** Directive **
Return, verbatim, every line from the one containing "query: distant mountain ridge" down to the one containing "(424, 32), (498, 48)", including both of those lines.

[Stored data entries]
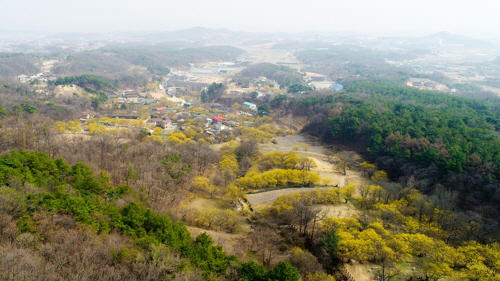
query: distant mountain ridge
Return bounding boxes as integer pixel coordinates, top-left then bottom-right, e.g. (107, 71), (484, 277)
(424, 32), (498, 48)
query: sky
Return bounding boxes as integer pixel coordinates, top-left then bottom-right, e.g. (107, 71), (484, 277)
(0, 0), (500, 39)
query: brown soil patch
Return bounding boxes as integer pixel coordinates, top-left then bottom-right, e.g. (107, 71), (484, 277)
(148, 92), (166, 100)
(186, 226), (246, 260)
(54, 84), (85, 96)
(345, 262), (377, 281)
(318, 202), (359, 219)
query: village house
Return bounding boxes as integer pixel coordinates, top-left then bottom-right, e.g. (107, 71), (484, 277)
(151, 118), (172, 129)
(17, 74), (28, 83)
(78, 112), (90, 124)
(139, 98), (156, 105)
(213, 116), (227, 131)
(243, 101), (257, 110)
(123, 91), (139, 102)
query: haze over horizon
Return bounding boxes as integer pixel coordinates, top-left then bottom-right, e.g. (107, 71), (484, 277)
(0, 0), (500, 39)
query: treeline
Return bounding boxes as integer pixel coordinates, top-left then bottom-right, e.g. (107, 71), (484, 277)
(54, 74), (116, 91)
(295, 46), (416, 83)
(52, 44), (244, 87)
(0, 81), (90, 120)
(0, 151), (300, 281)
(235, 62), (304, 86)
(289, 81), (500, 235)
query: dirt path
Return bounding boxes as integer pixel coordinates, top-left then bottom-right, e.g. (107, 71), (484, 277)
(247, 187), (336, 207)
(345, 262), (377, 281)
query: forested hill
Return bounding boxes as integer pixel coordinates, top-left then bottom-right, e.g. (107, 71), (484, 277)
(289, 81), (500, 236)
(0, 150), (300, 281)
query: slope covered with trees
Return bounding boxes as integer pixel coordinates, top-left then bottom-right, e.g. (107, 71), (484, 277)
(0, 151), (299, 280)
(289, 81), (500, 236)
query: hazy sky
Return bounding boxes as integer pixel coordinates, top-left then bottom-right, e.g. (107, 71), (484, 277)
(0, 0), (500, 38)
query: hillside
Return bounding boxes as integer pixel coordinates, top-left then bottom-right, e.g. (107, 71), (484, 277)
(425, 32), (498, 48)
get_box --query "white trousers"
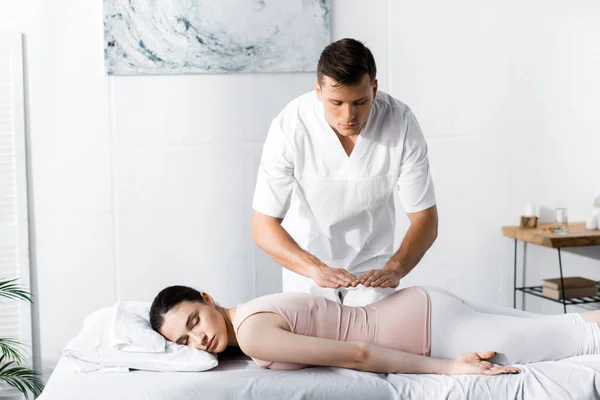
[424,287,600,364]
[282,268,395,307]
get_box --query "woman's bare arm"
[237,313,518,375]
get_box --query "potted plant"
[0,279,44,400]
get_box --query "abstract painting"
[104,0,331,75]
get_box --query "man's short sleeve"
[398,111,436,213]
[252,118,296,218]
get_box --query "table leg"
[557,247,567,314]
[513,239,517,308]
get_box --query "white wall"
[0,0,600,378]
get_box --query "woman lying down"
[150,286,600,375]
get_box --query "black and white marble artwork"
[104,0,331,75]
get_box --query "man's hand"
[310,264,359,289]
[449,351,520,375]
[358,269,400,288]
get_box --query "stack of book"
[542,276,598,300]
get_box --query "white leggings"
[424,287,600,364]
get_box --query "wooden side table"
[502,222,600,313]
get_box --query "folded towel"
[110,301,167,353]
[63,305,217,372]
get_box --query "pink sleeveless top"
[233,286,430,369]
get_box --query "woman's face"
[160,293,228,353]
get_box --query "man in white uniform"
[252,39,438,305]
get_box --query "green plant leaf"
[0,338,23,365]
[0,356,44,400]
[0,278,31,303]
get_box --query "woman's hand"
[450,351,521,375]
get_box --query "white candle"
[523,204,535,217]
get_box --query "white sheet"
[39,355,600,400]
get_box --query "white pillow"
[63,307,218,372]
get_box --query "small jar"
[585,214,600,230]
--
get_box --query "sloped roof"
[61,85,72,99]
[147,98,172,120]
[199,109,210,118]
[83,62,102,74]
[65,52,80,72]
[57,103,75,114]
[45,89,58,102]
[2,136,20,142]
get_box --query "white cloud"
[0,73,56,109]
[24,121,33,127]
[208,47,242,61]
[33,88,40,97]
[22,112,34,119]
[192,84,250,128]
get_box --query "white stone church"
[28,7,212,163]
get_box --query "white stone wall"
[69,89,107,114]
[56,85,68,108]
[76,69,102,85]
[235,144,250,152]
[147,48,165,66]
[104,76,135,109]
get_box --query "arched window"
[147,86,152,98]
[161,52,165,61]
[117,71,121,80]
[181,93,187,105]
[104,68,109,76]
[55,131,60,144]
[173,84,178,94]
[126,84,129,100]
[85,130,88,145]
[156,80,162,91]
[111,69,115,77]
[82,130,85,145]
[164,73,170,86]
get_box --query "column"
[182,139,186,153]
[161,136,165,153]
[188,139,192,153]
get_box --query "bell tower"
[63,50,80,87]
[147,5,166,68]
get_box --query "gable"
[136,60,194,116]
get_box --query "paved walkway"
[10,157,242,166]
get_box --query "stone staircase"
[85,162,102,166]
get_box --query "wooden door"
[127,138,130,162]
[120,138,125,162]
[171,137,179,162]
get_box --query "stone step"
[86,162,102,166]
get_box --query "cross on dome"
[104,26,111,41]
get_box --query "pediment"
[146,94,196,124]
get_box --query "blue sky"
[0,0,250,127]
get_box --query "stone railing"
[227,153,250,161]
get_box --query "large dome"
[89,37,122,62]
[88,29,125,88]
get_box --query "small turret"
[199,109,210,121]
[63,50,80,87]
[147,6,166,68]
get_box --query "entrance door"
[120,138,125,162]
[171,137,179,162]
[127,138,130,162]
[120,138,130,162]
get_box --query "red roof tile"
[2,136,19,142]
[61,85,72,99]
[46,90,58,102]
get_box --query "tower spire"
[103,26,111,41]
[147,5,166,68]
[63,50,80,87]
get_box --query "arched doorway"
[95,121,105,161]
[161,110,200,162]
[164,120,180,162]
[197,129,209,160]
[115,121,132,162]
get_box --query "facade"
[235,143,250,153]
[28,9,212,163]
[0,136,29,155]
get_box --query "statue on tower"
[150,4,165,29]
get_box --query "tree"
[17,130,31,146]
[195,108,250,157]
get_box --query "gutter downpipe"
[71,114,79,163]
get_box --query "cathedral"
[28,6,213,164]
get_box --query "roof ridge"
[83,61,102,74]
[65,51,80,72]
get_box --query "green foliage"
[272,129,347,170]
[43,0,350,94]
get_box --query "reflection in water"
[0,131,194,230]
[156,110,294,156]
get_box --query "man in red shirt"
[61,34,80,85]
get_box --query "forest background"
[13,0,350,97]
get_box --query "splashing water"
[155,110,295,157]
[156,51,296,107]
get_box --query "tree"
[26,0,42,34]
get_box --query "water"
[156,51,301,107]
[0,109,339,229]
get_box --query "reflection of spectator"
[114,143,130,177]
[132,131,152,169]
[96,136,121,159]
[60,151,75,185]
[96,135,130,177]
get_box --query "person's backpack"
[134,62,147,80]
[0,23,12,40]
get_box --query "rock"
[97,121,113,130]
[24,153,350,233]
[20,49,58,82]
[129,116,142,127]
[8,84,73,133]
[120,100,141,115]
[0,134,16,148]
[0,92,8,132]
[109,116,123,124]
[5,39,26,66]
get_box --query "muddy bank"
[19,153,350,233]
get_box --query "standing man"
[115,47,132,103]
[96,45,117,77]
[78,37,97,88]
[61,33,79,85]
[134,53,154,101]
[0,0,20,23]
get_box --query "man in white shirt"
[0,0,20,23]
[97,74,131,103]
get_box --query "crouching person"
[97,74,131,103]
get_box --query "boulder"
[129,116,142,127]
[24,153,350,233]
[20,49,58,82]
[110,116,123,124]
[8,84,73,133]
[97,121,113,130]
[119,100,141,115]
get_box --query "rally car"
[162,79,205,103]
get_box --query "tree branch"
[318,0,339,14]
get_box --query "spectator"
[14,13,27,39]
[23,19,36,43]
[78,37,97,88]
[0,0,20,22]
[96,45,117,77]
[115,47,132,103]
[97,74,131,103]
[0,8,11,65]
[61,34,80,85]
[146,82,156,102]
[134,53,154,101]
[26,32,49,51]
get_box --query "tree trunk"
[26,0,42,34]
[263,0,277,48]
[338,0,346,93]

** Exercise response **
query: distant mountain ridge
Return bounding boxes as integer pixel coordinates, top-left then bottom-right, e.g. (107, 71), (484, 277)
(424, 32), (498, 48)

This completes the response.